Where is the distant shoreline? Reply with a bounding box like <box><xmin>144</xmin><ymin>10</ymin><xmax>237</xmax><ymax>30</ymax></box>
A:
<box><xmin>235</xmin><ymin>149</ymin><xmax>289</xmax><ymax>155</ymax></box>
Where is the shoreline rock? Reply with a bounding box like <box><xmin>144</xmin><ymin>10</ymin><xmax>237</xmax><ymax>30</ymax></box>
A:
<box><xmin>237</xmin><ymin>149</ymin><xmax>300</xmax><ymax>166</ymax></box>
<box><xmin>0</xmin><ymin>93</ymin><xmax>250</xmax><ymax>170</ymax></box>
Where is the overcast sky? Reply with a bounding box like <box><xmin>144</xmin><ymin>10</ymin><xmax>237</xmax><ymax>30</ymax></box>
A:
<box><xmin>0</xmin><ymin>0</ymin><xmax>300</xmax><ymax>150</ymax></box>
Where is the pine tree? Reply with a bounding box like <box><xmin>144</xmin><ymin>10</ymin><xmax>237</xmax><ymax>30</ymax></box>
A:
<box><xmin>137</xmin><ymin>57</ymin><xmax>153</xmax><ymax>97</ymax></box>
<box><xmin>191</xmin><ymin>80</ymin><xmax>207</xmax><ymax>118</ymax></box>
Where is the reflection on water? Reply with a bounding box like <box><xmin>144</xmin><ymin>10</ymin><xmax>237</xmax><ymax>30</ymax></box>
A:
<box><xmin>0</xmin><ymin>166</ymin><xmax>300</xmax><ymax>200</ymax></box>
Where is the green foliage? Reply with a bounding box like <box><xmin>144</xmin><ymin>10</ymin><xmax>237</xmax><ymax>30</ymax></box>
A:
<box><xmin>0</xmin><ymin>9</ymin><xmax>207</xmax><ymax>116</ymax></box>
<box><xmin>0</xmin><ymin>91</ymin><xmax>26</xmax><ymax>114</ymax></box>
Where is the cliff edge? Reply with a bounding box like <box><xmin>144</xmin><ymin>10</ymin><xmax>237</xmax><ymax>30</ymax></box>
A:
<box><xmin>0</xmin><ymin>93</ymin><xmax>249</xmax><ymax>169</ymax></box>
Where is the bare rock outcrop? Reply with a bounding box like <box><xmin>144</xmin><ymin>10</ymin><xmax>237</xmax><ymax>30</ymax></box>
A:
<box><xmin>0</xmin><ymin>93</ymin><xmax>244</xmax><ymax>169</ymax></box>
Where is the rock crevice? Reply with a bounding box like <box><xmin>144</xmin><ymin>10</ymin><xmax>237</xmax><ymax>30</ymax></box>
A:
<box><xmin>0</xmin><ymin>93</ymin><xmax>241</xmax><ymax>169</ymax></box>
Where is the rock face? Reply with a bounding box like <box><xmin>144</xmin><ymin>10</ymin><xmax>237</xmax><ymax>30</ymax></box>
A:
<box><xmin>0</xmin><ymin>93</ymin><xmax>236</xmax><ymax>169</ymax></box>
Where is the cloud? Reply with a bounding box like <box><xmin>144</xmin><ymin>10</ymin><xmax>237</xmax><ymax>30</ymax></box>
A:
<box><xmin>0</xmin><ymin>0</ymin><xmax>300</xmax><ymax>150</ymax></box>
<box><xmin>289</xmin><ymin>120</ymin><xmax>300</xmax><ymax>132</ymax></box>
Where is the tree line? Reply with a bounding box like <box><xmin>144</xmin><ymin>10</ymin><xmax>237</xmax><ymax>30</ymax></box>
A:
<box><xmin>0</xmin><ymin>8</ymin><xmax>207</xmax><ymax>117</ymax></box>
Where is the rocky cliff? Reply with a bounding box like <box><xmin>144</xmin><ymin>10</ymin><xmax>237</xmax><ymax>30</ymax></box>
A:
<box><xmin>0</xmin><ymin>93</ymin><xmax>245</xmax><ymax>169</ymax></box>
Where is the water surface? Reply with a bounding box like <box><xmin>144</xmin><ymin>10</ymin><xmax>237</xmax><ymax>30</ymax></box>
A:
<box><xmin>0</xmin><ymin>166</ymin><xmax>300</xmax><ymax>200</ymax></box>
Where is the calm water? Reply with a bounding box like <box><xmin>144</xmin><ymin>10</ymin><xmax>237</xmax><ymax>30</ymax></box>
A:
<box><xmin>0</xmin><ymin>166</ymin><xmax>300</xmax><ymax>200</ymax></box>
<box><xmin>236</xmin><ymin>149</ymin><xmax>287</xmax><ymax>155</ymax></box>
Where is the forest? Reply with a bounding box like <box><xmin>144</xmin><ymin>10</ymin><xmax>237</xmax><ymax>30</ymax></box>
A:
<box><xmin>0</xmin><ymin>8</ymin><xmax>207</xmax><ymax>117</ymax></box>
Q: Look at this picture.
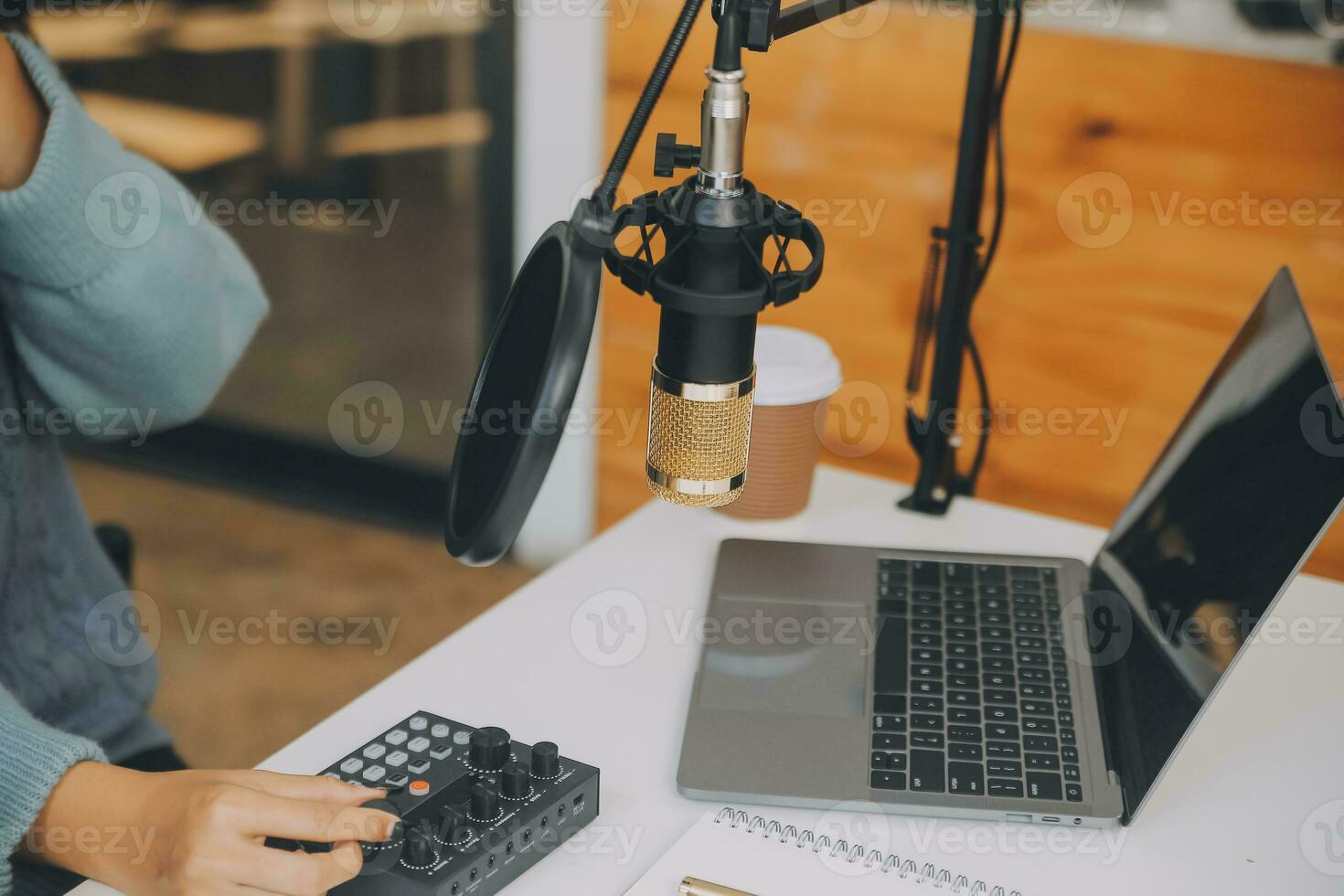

══════════

TASK DESCRIPTION>
Write out all the entries above word for word, omitting the picture.

FULL SOLUTION>
Where is the distant shoreline? Reply with a bounding box like <box><xmin>144</xmin><ymin>10</ymin><xmax>237</xmax><ymax>30</ymax></box>
A:
<box><xmin>235</xmin><ymin>149</ymin><xmax>289</xmax><ymax>155</ymax></box>
Where is the shoreline rock? Reply with a bounding box like <box><xmin>144</xmin><ymin>10</ymin><xmax>237</xmax><ymax>30</ymax></box>
A:
<box><xmin>237</xmin><ymin>149</ymin><xmax>300</xmax><ymax>166</ymax></box>
<box><xmin>0</xmin><ymin>93</ymin><xmax>250</xmax><ymax>170</ymax></box>
Where is the overcast sky? Reply with a bounding box like <box><xmin>144</xmin><ymin>10</ymin><xmax>237</xmax><ymax>30</ymax></box>
A:
<box><xmin>0</xmin><ymin>0</ymin><xmax>300</xmax><ymax>150</ymax></box>
Where is the pine tree? Reply with a bounding box like <box><xmin>144</xmin><ymin>10</ymin><xmax>237</xmax><ymax>30</ymax></box>
A:
<box><xmin>137</xmin><ymin>57</ymin><xmax>153</xmax><ymax>97</ymax></box>
<box><xmin>191</xmin><ymin>80</ymin><xmax>207</xmax><ymax>118</ymax></box>
Where is the reflection on water? Reply with a bounding box like <box><xmin>144</xmin><ymin>10</ymin><xmax>237</xmax><ymax>30</ymax></box>
A:
<box><xmin>0</xmin><ymin>166</ymin><xmax>300</xmax><ymax>200</ymax></box>
Where is the green foliage? Reply with a bounding box like <box><xmin>144</xmin><ymin>10</ymin><xmax>237</xmax><ymax>30</ymax></box>
A:
<box><xmin>0</xmin><ymin>9</ymin><xmax>207</xmax><ymax>116</ymax></box>
<box><xmin>0</xmin><ymin>91</ymin><xmax>26</xmax><ymax>114</ymax></box>
Where is the cliff edge? Reply with a bounding box like <box><xmin>144</xmin><ymin>10</ymin><xmax>237</xmax><ymax>30</ymax></box>
A:
<box><xmin>0</xmin><ymin>93</ymin><xmax>249</xmax><ymax>169</ymax></box>
Where is the bare rock outcrop? Reply with a bounding box like <box><xmin>144</xmin><ymin>10</ymin><xmax>237</xmax><ymax>30</ymax></box>
A:
<box><xmin>0</xmin><ymin>93</ymin><xmax>244</xmax><ymax>169</ymax></box>
Where is the rock crevice? Reply with a bounding box like <box><xmin>144</xmin><ymin>10</ymin><xmax>237</xmax><ymax>30</ymax></box>
A:
<box><xmin>0</xmin><ymin>93</ymin><xmax>241</xmax><ymax>169</ymax></box>
Where is the rock face? Reply with a bounding box like <box><xmin>144</xmin><ymin>10</ymin><xmax>237</xmax><ymax>30</ymax></box>
A:
<box><xmin>0</xmin><ymin>93</ymin><xmax>236</xmax><ymax>169</ymax></box>
Where is the cloud? Reply with a bounding box like <box><xmin>144</xmin><ymin>10</ymin><xmax>237</xmax><ymax>30</ymax></box>
A:
<box><xmin>0</xmin><ymin>0</ymin><xmax>300</xmax><ymax>150</ymax></box>
<box><xmin>289</xmin><ymin>120</ymin><xmax>300</xmax><ymax>132</ymax></box>
Where is the tree line? Reply with a bounding box like <box><xmin>144</xmin><ymin>10</ymin><xmax>237</xmax><ymax>30</ymax></box>
A:
<box><xmin>0</xmin><ymin>8</ymin><xmax>207</xmax><ymax>117</ymax></box>
Where is the rocky cliff? Reply with a bounding box like <box><xmin>144</xmin><ymin>10</ymin><xmax>237</xmax><ymax>30</ymax></box>
A:
<box><xmin>0</xmin><ymin>93</ymin><xmax>245</xmax><ymax>169</ymax></box>
Where is the water surface? Reply with a bounding box like <box><xmin>144</xmin><ymin>10</ymin><xmax>237</xmax><ymax>30</ymax></box>
A:
<box><xmin>0</xmin><ymin>166</ymin><xmax>300</xmax><ymax>200</ymax></box>
Where is the calm water? Reply with a bounding box like <box><xmin>144</xmin><ymin>10</ymin><xmax>237</xmax><ymax>30</ymax></box>
A:
<box><xmin>0</xmin><ymin>166</ymin><xmax>300</xmax><ymax>200</ymax></box>
<box><xmin>236</xmin><ymin>149</ymin><xmax>287</xmax><ymax>155</ymax></box>
Where is the forest? Reply with a bounding box like <box><xmin>144</xmin><ymin>10</ymin><xmax>237</xmax><ymax>30</ymax></box>
A:
<box><xmin>0</xmin><ymin>8</ymin><xmax>207</xmax><ymax>117</ymax></box>
Q: Look at this picture.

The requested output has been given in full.